* The input *
Content starts

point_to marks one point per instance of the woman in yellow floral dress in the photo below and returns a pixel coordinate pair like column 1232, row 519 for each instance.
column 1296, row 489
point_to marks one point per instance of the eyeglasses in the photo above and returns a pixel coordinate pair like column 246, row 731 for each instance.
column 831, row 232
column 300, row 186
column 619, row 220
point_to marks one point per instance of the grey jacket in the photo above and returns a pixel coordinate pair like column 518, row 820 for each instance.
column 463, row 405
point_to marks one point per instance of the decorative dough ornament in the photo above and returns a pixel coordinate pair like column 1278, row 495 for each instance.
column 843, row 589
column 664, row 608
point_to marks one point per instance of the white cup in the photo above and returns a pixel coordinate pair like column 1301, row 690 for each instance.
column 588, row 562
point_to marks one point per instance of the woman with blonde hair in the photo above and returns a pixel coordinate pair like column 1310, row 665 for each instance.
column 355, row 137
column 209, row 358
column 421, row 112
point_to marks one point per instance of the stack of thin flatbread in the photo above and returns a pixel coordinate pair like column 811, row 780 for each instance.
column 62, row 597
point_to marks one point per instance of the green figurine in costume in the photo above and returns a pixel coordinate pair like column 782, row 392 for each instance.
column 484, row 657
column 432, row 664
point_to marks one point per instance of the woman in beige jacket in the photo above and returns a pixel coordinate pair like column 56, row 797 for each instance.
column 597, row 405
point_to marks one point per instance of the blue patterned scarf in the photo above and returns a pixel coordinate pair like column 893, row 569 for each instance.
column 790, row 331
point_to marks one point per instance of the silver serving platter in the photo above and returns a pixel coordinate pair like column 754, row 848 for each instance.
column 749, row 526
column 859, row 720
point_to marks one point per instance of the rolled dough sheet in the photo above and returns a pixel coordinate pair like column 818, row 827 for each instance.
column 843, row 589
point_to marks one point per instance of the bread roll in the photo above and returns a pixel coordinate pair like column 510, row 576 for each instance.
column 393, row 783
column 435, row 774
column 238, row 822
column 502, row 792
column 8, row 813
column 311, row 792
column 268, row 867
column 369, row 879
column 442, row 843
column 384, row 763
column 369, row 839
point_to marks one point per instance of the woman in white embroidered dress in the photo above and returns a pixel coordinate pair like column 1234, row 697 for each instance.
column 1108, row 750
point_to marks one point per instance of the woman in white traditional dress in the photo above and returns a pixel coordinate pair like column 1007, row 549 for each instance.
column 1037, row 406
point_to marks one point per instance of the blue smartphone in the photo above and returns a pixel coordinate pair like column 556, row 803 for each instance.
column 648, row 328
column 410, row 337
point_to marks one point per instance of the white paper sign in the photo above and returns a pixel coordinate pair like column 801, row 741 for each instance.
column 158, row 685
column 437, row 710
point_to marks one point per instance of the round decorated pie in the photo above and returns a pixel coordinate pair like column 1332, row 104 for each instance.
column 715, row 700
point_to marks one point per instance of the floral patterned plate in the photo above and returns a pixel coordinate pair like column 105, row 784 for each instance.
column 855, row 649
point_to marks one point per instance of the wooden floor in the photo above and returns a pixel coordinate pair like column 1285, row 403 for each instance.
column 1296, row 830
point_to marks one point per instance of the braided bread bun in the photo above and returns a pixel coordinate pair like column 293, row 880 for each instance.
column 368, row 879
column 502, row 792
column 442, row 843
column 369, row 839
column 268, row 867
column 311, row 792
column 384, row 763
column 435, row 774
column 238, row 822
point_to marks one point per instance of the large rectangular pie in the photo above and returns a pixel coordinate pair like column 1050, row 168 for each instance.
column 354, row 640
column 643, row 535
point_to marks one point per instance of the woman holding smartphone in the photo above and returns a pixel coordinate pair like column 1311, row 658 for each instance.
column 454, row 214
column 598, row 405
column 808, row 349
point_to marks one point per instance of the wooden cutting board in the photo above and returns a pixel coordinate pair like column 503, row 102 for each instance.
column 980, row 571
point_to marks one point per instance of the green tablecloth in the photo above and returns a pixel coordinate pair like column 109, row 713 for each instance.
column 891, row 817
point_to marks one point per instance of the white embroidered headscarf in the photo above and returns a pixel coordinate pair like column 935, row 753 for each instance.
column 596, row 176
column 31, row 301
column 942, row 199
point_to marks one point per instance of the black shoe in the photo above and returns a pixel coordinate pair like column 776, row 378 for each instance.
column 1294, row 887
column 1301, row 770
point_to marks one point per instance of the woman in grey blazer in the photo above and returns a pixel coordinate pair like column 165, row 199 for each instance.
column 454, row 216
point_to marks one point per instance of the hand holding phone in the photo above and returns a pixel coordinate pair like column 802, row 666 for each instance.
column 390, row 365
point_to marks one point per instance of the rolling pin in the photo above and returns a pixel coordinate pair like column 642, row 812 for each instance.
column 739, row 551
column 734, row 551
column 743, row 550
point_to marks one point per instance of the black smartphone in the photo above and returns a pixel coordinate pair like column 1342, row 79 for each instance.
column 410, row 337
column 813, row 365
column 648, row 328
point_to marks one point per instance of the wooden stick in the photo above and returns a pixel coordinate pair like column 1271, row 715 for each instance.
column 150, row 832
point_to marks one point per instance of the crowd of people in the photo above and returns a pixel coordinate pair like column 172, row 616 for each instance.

Content ends

* Directions for this task *
Set down the material above exactly, in full.

* Output below *
point_to marks one point per instance of the woman in yellow floral dress in the photo below and returns a pixel coordinate pair like column 1232, row 519 for each instance.
column 1296, row 489
point_to marks one point per instance of the eyeglasses in the photo above and returns a pixel coordinate pair like column 246, row 731 for each instance.
column 831, row 232
column 300, row 186
column 619, row 220
point_to marks one point per instance of the grey jacket in the photo above and returns a pixel coordinate pair like column 518, row 820 for each instance.
column 463, row 405
point_to marks one point per instance of the decorative dough ornament in the photo above and returns a pixel coordinate pair like column 1278, row 495 for each instance.
column 843, row 589
column 664, row 608
point_to marks one point per instance of the white cup in the photo above and returns a pixel coordinate pair like column 1301, row 690 for each instance.
column 588, row 562
point_to marks one point per instance of the woman with blonde hair in the photo above and returns a pixel coordinate pair like column 1310, row 665 for each instance.
column 355, row 137
column 209, row 358
column 421, row 112
point_to marks one point per instance of the stack of thin flatbread in the photo above and returns a pixel coordinate pair like column 811, row 780 for each instance.
column 62, row 597
point_to marks one point per instance of the green figurine in costume in the photo above and returns a pixel coordinate pair like column 782, row 392 for each instance.
column 484, row 657
column 432, row 664
point_to marks one point per instance of the woman in beige jacket in the photo above and returns a pixel coordinate pair like column 56, row 797 for each instance.
column 597, row 405
point_to marks one point per instance of the blue patterned scarf in the photo above and returns a pixel coordinate pair like column 893, row 569 for each instance.
column 790, row 331
point_to marks one point per instance of the silver serving platter in the photo above and returns a pixel coordinate pair like column 754, row 848 for each instance.
column 749, row 526
column 859, row 720
point_to marks one point per instance of the rolled dough sheet in the photo above and returns a pixel coordinate pair like column 818, row 827 for each instance.
column 843, row 589
point_to marks one point per instance of the bread roll in the photo above and returns a pixel coordinate pair like column 510, row 576 for each instance.
column 393, row 783
column 435, row 774
column 238, row 822
column 502, row 792
column 8, row 813
column 311, row 792
column 268, row 867
column 369, row 879
column 442, row 843
column 384, row 763
column 369, row 839
point_to marks one point per instance of the woman in white embroidered dress in the photo above and returns a pixel coordinate pair like column 1234, row 697 for each instance.
column 1108, row 750
point_to marks one point per instance of the woman in white traditional dress in the photo above and returns a pixel coordinate pair like column 1007, row 549 for each instance.
column 1037, row 406
point_to marks one point per instance of the blue smartphone in the photo above and returns a pixel coordinate pair like column 556, row 803 for each instance.
column 648, row 328
column 410, row 337
point_to marks one point per instance of the white paper sign in the photo above and returns a pixel coordinate pair like column 801, row 741 for each instance.
column 158, row 685
column 437, row 710
point_to marks one point per instance of the round decorated pie in the photo above and returns a pixel coordinate pair like column 1332, row 104 for each instance.
column 715, row 700
point_to marks one point per instance of the floral patterned plate in the photo above and returns a pixel coordinate pair like column 105, row 784 for each instance.
column 855, row 649
point_to marks one point per instance of the wooden floor in the photo above and returns a pixel coordinate pair like column 1285, row 403 for each instance.
column 1296, row 830
point_to marks one point per instance of the braided bread bun in the photo above and returns a pixel coordinate pair like column 293, row 880 for each instance.
column 368, row 879
column 502, row 792
column 442, row 843
column 369, row 839
column 268, row 867
column 311, row 792
column 384, row 763
column 435, row 774
column 238, row 822
point_to marks one point per instance of the large rectangular pie in the photo above and returns a pixel coordinate pair like column 1050, row 168 for each instance.
column 354, row 640
column 643, row 535
point_to marks one point per instance of the woman holding smartphone in the photo above and returns a pixel coordinate pair like column 1311, row 658 for each instance.
column 454, row 214
column 598, row 405
column 808, row 349
point_to marks one point per instance of the wooden cutting board in the photo above and returns a pixel coordinate pair like column 503, row 102 for each instance.
column 980, row 571
point_to marks one point per instance of the green tablecloth in the photo above and returns a pixel coordinate pair like column 109, row 713 for each instance.
column 891, row 817
point_to marks one point per instance of the white embroidered headscarf in the photo above and returns a pixel coordinate pair like column 935, row 753 for each instance.
column 596, row 176
column 31, row 301
column 942, row 199
point_to marks one point per instance of the black shoe in the photo above and returns a pixel coordinate pair like column 776, row 378 for each instance.
column 1294, row 887
column 1301, row 770
point_to marks one point per instance of the woman in grey blazer in the photo above and returns a pixel coordinate pair like column 165, row 199 for each instance.
column 454, row 216
point_to marks one point per instance of the hand holding phone in the photo above and returns a pixel coordinate pair like column 802, row 666 for each instance.
column 390, row 365
point_to marks one point per instance of the rolling pin in the photo above and returns a pixel coordinate pair like column 642, row 812 for each instance.
column 739, row 551
column 734, row 551
column 743, row 550
point_to marks one point per instance of the black smartphone in the photo above and returns a pixel coordinate pair like column 1342, row 79 for each instance.
column 410, row 337
column 813, row 365
column 648, row 328
point_to marks one point per instance of the wooden stick in the photo above and returns a pixel coordinate pair like column 1271, row 715 for each instance.
column 150, row 832
point_to marks one point per instance of the crowd of people in the photo above and returns a pixel coordinate pair like column 172, row 616 for each instance.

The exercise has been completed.